Written exercise :: Could you reproduce every line of the entries below, raising each coordinate in the pinned points by 148 and leaving all other lines unchanged?

Excerpts from a pointing dataset
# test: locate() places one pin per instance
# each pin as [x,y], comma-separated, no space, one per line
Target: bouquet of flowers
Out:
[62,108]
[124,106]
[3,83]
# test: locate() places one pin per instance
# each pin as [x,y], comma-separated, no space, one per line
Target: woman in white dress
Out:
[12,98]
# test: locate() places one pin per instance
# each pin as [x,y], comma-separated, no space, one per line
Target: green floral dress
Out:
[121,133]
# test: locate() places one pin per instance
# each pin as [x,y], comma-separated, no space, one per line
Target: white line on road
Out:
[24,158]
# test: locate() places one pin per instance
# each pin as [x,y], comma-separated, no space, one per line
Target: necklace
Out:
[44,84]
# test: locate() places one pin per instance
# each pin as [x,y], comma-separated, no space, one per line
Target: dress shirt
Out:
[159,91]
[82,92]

Output for this task ::
# test: locate() places one pin per instance
# each pin as [x,y], comma-separated, no space, one per line
Target: bouquet of flowers
Out:
[210,256]
[272,254]
[151,231]
# test: locate() places one pin per instance
# each pin as [x,y], comma-separated, no space, one per line
Target: woman in white dress
Out:
[160,246]
# test: locate() places one pin per instance
# each pin as [x,y], comma-separated, no space, one per line
Target: green floral dress
Out:
[269,281]
# test: locate() places one pin per instance
# each pin as [x,y], comma-separated, no space, one per line
Target: white line on road
Out:
[172,306]
# test: locate() places one pin per instance
# each pin as [x,y], comma-separated, no space, one per line
Target: necklace
Out:
[192,232]
# test: locate() places one pin per instance
# each pin as [x,y], comma-separated, no space, one per line
Target: dress shirt
Out:
[307,239]
[230,240]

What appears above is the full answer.